FDA Approves Enhertu, First Targeted Therapy for HER2-Low Breast Cancer
Today, the FDA approved Enhertu for treating patients with unresectable or metastatic HER2-low breast cancer. An IV infusion treatment, it is the first approved therapy targeted to patients with the HER2-low breast cancer subtype, which is a newly defined subset of HER2-negative breast cancer. The drug received priority review and breakthrough therapy designations for the indication, and approval was granted to Daiichi Sankyo four months ahead of the Prescription Drug User Fee Act (PDUFA) deadline.
“Today’s approval highlights the FDA’s commitment to be at the forefront of scientific advances, making targeted cancer treatment options available for more patients,” said Richard Pazdur, M.D., director of the FDA’s Oncology Center of Excellence and acting director of the Office of Oncologic Diseases in the FDA’s Center for Drug Evaluation and Research in a press release. “Having therapies that are specially tailored to each patient’s cancer subtype is a priority to ensure access to safe and innovative treatments.”
The approval is based on the randomized, multicenter DESTINY-Breast04 (open label clinical trial), which enrolled 557 adult patients with unresectable or metastatic HER2-low breast cancer. The trial included two cohorts: 494 hormone receptor positive (HR+) patients and 63 hormone receptor negative (HR-) patients. Of these patients, 373 randomly received Enhertu by intravenous infusion every three weeks and 184 randomly received physician’s choice of chemotherapy (eribulin, capecitabine, gemcitabine, nab paclitaxel or paclitaxel). The results showed improvement in both progression-free survival and overall survival in people with unresectable or metastatic HER2-low breast cancer.
“HER2 receptors, which are proteins made by the HER2 gene, are important in determining a patient’s treatment. HER2-negative includes hormone receptor positive and triple negative breast cancers. HER2-low is a new classification of the HER2 subtype. It describes a new subtype of breast cancer that has some HER2 proteins on the cell surface, but not enough to be classified as HER2-positive,” FDA stated in the release. “Patients with HER2-low breast cancer are eligible for Enhertu if they have received a prior chemotherapy in the metastatic setting, or their cancer returned during, or within 6 months of completing, adjuvant chemotherapy.”

- Directions
1) In the article on the Enhertu approval, how many adult patients enrolled in the DESTINY-Breast04 trial?
2) Reproduce the article on the Enhertu approval word for word, everything from "The approval is" down to "people with unresectable or metastatic HER2-low breast cancer.".

- Extracted information
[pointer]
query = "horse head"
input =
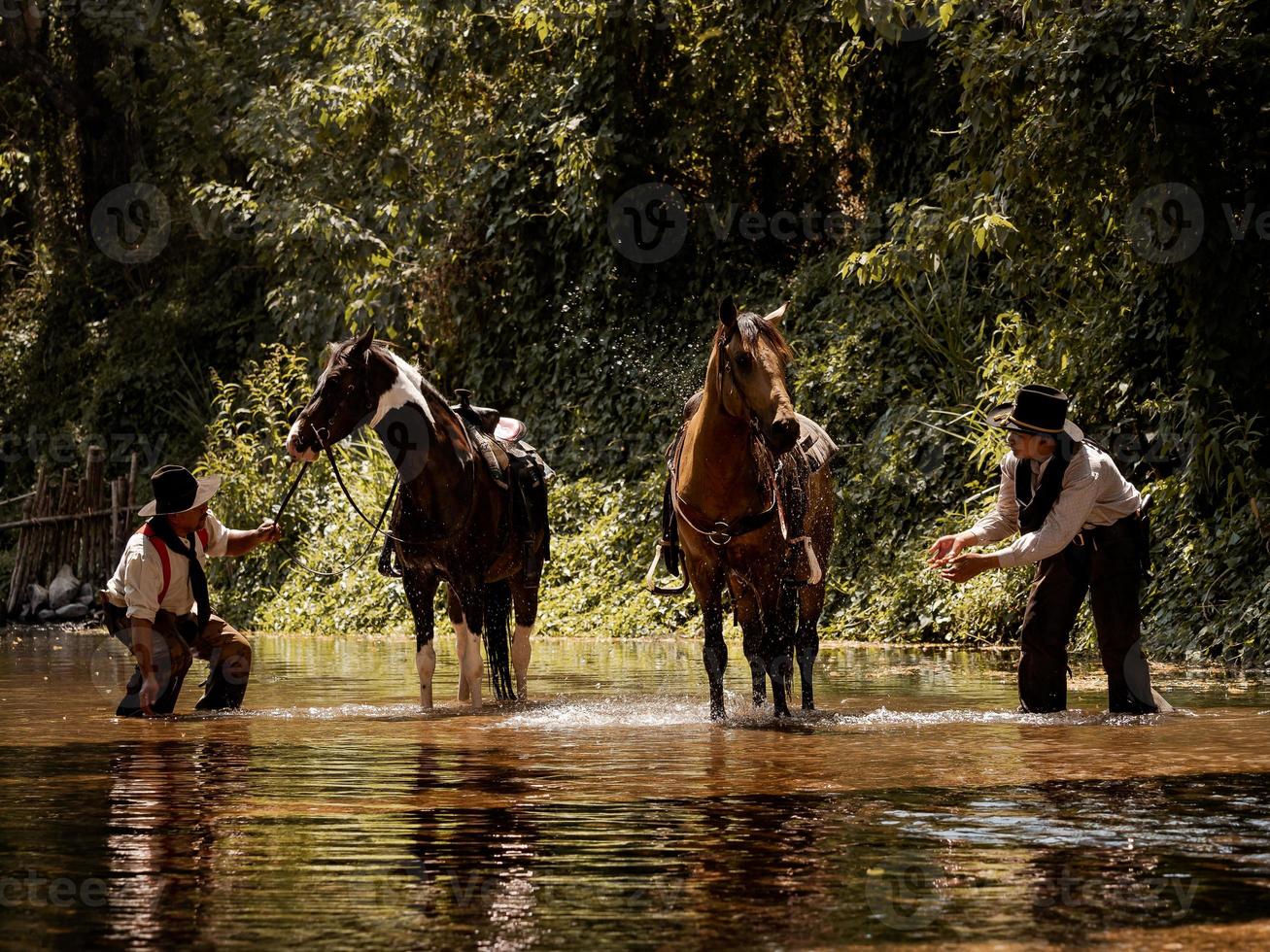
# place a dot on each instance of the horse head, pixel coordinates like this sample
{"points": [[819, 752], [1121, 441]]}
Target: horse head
{"points": [[751, 362], [348, 395]]}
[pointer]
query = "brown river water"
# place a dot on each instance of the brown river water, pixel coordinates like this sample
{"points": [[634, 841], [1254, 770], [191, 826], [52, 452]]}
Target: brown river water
{"points": [[913, 809]]}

- Answer list
1) 557 adult patients with unresectable or metastatic HER2-low breast cancer.

2)
The approval is based on the randomized, multicenter DESTINY-Breast04 (open label clinical trial), which enrolled 557 adult patients with unresectable or metastatic HER2-low breast cancer. The trial included two cohorts: 494 hormone receptor positive (HR+) patients and 63 hormone receptor negative (HR-) patients. Of these patients, 373 randomly received Enhertu by intravenous infusion every three weeks and 184 randomly received physician’s choice of chemotherapy (eribulin, capecitabine, gemcitabine, nab paclitaxel or paclitaxel). The results showed improvement in both progression-free survival and overall survival in people with unresectable or metastatic HER2-low breast cancer.